— start of Page text —

The South Line of Chennai Suburban Railway is the fourth longest suburban line that runs southwards from Chennai (Madras) City. It is the oldest suburban line of Chennai (Madras), opened in 1931. Suburban services terminate at Chengalpattu (Chingleput) and MEMU services at Villupuram. The capacity utilisation of Chennai Beach-Egmore-Tambaram section is 69 percent. The tract travels along the GST Road from St.Thomas Mount to Villupuram.

Sections

Beach–Tambaram
 This 30 km section has (1st and 2nd line) 2 dedicated lines for the suburban train operations apart from 2 main lines for mixed traffic.
 EMUs are operated along 3rd and 4th main lines during peak hours.
 12-car EMU are operated in this sector.

Tambaram–Chengalpattu
 This 31 km section has three railway lines in which suburban trains as well as long distance (south bound) trains are operated.
 12-car EMU are operated in this sector.

Beach–Melmaruvathur
 Two MEMU services between Chennai Beach and Melmaruvathur and one between Chennai Egmore - Puducherry is operational. This is a double electrified line.

Tambaram–Villupuram 
 One MEMU Train service is operational between Tambaram and Villupuram.

Melmaruvathur–Villupuram
 A MEMU service is operational between Melmaruvathur and Villupuram.

Hours of Operation
 Chennai Beach–Tambaram
The first EMU starts from Chennai Beach at 3:55 and the last train at 23:59. Most of the trains in this section end at Tambaram station. The peak hour headway is 7 minutes and the headway at the first and last hours of operation is 20 minutes.

— end of Page text —
— start of Excerpted records —

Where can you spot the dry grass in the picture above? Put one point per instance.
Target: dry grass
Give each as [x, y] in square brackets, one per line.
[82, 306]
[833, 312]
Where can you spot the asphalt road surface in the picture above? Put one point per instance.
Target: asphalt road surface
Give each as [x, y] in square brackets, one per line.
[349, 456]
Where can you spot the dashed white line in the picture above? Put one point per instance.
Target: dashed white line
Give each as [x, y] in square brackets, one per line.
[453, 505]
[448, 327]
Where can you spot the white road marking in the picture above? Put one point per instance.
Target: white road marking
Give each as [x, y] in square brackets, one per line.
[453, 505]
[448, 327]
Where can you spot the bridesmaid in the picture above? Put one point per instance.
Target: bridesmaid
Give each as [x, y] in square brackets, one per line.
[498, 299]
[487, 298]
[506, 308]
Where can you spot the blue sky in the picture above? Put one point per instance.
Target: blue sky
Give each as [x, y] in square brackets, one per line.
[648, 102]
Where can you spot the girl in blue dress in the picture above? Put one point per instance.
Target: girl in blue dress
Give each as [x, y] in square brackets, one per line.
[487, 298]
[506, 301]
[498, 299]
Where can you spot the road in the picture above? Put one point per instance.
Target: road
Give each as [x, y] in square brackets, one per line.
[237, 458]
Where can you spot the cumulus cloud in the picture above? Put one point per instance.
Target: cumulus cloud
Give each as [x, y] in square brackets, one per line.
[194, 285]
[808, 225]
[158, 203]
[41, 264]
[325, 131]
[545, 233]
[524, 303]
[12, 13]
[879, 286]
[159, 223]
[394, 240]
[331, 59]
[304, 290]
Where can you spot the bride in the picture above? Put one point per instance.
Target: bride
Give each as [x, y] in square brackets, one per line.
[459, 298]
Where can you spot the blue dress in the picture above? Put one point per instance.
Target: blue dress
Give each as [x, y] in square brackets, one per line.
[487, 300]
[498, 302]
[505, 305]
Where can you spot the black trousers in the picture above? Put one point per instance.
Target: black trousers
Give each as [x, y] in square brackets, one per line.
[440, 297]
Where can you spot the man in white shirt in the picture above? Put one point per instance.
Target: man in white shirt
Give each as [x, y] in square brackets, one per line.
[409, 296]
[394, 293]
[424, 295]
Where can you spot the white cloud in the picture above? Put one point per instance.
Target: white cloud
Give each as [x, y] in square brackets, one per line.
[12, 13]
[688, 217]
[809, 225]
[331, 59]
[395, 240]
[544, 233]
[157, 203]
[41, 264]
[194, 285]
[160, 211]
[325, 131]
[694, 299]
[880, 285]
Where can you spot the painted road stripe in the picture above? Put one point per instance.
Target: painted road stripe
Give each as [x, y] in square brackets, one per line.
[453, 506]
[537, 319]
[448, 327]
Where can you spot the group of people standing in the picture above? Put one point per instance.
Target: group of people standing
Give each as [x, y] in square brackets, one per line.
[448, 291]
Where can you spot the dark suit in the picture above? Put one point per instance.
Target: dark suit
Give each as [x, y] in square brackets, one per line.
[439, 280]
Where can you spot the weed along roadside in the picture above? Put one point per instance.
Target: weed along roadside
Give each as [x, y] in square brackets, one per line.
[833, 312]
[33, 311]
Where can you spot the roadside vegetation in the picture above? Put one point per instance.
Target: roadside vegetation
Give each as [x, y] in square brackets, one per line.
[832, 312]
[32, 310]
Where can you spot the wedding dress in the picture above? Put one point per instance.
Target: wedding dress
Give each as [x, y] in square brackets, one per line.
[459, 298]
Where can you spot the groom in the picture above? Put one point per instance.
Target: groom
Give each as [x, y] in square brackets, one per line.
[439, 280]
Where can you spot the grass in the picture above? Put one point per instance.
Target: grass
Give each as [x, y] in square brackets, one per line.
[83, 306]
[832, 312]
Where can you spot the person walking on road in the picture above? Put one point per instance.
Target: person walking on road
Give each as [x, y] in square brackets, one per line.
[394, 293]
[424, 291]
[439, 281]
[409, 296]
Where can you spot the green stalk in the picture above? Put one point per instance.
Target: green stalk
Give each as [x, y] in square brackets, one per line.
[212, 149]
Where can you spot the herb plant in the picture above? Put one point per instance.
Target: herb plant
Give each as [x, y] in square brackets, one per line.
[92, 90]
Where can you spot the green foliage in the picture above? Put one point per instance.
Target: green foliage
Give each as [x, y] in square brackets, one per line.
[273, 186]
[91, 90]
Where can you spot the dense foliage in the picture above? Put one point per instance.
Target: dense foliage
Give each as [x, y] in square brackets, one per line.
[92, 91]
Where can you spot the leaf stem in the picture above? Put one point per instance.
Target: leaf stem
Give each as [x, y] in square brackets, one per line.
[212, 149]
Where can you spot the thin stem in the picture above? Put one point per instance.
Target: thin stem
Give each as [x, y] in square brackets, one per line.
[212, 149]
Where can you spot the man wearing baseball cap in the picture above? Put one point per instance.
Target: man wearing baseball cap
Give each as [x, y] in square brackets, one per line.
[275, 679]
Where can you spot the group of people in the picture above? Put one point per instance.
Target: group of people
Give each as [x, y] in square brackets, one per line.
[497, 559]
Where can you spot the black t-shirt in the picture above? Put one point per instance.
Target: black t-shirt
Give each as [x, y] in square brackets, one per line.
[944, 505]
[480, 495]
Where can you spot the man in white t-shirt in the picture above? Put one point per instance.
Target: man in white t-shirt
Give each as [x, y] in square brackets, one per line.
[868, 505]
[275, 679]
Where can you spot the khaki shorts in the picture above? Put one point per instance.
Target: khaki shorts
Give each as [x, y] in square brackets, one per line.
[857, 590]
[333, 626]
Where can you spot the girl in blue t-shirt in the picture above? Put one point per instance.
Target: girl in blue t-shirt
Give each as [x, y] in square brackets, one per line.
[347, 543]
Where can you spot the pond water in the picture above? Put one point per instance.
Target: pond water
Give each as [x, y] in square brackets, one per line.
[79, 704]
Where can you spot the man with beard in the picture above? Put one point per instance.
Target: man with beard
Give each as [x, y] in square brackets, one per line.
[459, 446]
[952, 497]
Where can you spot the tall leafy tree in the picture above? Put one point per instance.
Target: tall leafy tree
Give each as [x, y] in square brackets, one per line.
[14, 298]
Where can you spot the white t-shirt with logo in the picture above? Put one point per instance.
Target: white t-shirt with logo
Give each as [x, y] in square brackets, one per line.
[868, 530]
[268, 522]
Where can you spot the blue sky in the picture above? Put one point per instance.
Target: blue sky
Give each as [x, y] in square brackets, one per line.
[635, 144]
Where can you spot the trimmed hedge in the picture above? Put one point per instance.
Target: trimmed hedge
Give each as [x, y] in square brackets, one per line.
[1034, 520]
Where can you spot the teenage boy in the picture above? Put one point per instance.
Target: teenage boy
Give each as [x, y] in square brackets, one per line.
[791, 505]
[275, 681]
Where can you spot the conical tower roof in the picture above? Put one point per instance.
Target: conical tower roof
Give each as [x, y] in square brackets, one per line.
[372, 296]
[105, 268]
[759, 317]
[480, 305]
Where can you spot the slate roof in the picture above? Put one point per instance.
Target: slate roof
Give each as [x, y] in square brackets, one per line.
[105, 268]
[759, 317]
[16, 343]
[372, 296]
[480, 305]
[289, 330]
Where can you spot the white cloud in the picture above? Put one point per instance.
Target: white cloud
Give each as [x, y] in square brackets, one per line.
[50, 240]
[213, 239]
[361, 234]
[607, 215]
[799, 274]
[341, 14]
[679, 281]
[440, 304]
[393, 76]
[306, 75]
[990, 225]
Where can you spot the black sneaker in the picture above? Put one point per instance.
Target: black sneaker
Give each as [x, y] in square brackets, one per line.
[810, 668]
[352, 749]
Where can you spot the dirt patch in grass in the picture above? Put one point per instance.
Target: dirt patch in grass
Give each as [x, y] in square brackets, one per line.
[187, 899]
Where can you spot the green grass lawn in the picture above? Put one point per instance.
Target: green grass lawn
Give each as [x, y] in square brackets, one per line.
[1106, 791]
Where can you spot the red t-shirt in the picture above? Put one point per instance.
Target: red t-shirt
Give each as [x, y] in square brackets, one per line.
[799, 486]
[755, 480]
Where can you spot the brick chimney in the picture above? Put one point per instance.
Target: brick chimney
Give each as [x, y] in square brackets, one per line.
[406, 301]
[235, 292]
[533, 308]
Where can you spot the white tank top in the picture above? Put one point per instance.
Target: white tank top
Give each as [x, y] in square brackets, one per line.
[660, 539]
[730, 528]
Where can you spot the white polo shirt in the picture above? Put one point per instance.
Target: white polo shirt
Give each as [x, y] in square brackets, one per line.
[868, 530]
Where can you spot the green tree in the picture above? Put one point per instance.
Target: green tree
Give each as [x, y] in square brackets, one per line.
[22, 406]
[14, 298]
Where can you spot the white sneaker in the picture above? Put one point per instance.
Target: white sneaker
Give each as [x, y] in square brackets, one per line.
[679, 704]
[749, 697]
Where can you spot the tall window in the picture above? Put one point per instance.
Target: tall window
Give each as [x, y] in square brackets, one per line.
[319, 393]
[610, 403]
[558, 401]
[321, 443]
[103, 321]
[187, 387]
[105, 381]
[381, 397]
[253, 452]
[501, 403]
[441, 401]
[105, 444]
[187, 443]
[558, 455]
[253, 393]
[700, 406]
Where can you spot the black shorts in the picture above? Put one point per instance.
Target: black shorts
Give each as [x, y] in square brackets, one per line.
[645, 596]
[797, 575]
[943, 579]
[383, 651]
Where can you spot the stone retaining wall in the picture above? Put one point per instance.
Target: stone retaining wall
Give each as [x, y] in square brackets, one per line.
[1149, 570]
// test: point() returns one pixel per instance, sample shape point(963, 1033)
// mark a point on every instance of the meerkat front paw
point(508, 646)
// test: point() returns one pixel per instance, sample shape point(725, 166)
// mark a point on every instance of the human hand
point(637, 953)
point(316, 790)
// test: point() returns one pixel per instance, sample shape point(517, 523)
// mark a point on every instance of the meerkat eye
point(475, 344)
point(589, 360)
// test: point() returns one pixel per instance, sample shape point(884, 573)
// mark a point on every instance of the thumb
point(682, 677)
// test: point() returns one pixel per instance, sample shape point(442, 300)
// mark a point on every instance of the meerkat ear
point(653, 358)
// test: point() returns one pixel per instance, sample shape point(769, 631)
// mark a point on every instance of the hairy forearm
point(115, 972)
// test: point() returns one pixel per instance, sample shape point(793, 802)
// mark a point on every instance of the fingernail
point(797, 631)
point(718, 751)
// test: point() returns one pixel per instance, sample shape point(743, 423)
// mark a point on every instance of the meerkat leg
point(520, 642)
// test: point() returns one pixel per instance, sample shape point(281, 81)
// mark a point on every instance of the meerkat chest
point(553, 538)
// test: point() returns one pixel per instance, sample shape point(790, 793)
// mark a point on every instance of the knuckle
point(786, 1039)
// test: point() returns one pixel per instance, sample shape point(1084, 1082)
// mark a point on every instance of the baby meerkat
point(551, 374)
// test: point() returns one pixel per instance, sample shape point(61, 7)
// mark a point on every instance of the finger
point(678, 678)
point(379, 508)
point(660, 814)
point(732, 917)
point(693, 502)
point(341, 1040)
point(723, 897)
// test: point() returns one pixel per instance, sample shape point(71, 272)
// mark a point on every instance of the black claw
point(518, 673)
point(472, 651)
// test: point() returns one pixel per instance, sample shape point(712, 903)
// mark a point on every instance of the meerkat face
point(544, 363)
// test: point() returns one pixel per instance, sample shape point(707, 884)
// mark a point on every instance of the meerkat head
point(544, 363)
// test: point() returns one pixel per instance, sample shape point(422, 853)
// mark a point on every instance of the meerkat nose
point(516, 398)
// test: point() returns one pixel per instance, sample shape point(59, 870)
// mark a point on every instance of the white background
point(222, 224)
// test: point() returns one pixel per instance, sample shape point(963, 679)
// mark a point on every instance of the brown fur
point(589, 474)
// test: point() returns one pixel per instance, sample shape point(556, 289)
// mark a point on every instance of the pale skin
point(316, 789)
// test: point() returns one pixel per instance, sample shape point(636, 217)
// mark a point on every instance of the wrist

— end of Excerpted records —

Objective 1: Under the "Sections" heading of the South Line text, list every section named.
Objective 2: Using the South Line text, explain how the four lines of the Beach–Tambaram section are divided between suburban and other traffic, and when EMUs run on the main lines.

Correct result 1:
Beach–Tambaram
Tambaram–Chengalpattu
Beach–Melmaruvathur
Tambaram–Villupuram
Melmaruvathur–Villupuram

Correct result 2: The 1st and 2nd lines of the 30 km Beach–Tambaram section are reserved for suburban trains. The 3rd and 4th lines are main lines that carry mixed traffic. During peak hours, EMUs also run on these two main lines.